▸ **Passage**:
It is the SPD’s role as kingmaker that has kept it in power uninterruptedly since 2013. Though it lost nearly 10% of the vote in the last general election in 2025—with most voters clearly demanding an end to its rule—it still governs as a junior partner in a hapless coalition. Designed to keep the right-populist AfD out of government, this arrangement allows the SPD to wield power and shape the country’s politics despite its shrinking mandate.

But voters will not be shut out forever, as several local elections in March have shown.

Within less than two weeks, the SPD lost the mayoral seat in Munich; the position of minister-president in one of its last strongholds, Rhineland-Palatinate—after 35 years; and, perhaps most shockingly, barely cleared the 5% threshold in Baden-Württemberg, haemorrhaging support above all in the state’s industrial heartlands. Worse is to come in autumn, when three further important state elections loom and the SPD is trailing badly in all polls—in Sachsen-Anhalt, it is polling at just 8%.

▸ **Required actions**:
1 - Translate into Spanish this sentence from the passage on the SPD's decline: "But voters will not be shut out forever, as several local elections in March have shown."
2 - Answer these questions using the passage on the SPD's decline:
(a) Since what year has the SPD held power without interruption?
(b) For how many years had the SPD held the post of minister-president in Rhineland-Palatinate before losing it?
(c) At what level is the SPD polling in Sachsen-Anhalt?
3 - Write the next part of the passage on the SPD's decline, picking up after its final sentence.

▸ **Information supplied**:
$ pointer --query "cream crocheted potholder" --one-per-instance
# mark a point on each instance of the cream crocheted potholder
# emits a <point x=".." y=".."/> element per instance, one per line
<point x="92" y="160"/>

▸ **Per-task outputs**:
1 - Pero los votantes no quedarán excluidos para siempre, como han demostrado varias elecciones locales en marzo.

2 -
(a) Since 2013.
(b) 35 years.
(c) 8%.

3 -
“The SPD is completely lost and the people know it,” said Ulrich Reitz of Focus magazine. Its final demise need not be mourned—even if it means the end of a party that has shaped German post-war politics more than almost any other.

In name, the SPD is Germany’s oldest party and the world’s first social democratic party. It was born in the mid-19th century to represent working people’s interests. In reality, it turned away from the working class decades ago. Today, it is the party of public servants and student activists—a political refuge for a small elite with no connection to traditional politics and little but contempt for the masses it once claimed to represent.

Nothing exposes this contempt more plainly than the SPD’s reaction to the AfD’s gains among working people. In both Rhineland-Palatinate and Baden-Württemberg, the AfD took nearly 39% of the workers’ vote—almost twice its share of the overall electorate. The response from SPD circles was predictable incomprehension. “The AfD successfully exploits the cliché that mainstream politicians are out of touch,” explained one widely quoted expert. “It tells people: those at the top have no idea about the reality of your lives … And, evidently, it gets away with it.”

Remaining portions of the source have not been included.